**What the task requires**
Rewrite as a numbered list the lines from the one with "Provide the target's" up to and including the one with "box: [236, 254, 330, 364]", leaving out blank lines.

**Material supplied**
++++++

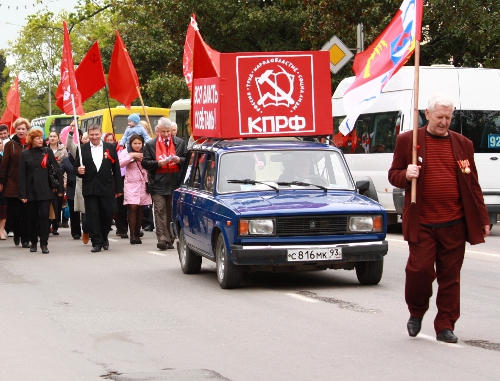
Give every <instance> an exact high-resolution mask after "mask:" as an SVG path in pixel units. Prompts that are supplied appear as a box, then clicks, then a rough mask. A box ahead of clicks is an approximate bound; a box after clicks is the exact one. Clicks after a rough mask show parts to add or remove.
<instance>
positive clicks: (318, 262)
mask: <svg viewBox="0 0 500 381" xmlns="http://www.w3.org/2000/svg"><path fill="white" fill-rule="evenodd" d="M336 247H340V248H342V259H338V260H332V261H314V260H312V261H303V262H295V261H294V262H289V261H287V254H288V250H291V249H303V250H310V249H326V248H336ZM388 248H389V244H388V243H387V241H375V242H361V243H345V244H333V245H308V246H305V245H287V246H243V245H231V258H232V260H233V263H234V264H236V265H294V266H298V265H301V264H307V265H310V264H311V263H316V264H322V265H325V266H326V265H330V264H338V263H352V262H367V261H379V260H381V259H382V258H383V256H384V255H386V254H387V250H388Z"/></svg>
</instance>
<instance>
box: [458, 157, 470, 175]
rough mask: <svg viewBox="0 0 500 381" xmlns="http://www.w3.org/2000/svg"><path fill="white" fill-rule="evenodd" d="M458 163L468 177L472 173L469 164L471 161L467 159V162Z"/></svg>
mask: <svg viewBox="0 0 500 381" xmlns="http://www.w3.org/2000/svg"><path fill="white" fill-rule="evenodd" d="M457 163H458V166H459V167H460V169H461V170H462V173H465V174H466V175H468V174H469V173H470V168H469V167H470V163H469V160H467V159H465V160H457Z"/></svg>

++++++

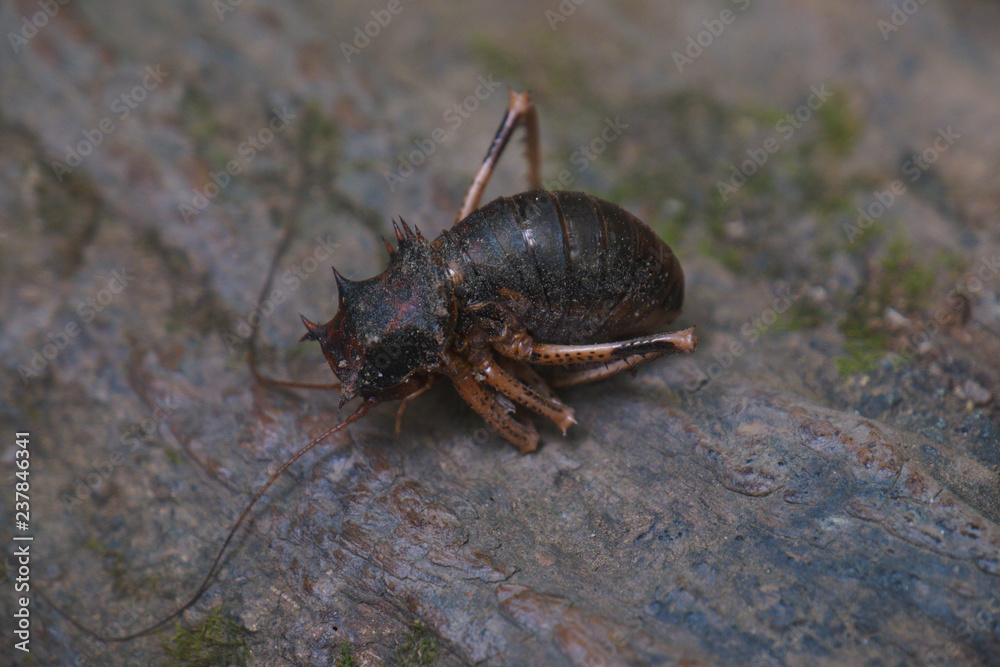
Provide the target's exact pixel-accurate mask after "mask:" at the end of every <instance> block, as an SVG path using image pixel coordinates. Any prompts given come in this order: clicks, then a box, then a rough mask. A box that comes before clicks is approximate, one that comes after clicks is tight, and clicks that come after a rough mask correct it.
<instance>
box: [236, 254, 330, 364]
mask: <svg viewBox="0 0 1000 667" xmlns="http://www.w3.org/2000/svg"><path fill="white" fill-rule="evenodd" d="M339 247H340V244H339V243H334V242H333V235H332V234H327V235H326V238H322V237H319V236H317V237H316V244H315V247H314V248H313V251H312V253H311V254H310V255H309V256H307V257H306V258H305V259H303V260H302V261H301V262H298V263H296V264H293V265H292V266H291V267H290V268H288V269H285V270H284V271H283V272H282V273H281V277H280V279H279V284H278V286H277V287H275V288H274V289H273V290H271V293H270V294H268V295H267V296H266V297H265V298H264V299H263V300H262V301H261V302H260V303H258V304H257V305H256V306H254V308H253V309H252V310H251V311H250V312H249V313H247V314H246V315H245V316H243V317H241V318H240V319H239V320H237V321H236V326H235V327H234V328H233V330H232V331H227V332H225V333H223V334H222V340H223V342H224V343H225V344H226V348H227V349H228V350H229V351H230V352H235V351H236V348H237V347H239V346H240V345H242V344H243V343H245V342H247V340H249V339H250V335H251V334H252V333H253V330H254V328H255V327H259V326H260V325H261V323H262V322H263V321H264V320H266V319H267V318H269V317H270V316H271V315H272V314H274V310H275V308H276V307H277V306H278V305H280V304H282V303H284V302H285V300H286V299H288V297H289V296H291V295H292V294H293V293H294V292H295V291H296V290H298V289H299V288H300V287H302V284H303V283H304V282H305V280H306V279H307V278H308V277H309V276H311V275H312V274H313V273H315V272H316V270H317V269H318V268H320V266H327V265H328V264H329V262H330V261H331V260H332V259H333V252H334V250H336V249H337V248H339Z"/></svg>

++++++

**Exercise response**
1. Provide the target's exact pixel-accurate mask after "mask:" at the end of every <instance> block, as an SVG path using image pixel coordinates. Any prompts given come in this order: clicks, then a box, then a rough mask. A box that comes before clicks is approximate, one that comes after clicks is tight, and clicks that come after a rough mask correct it.
2. <instance>
3. box: [236, 254, 330, 364]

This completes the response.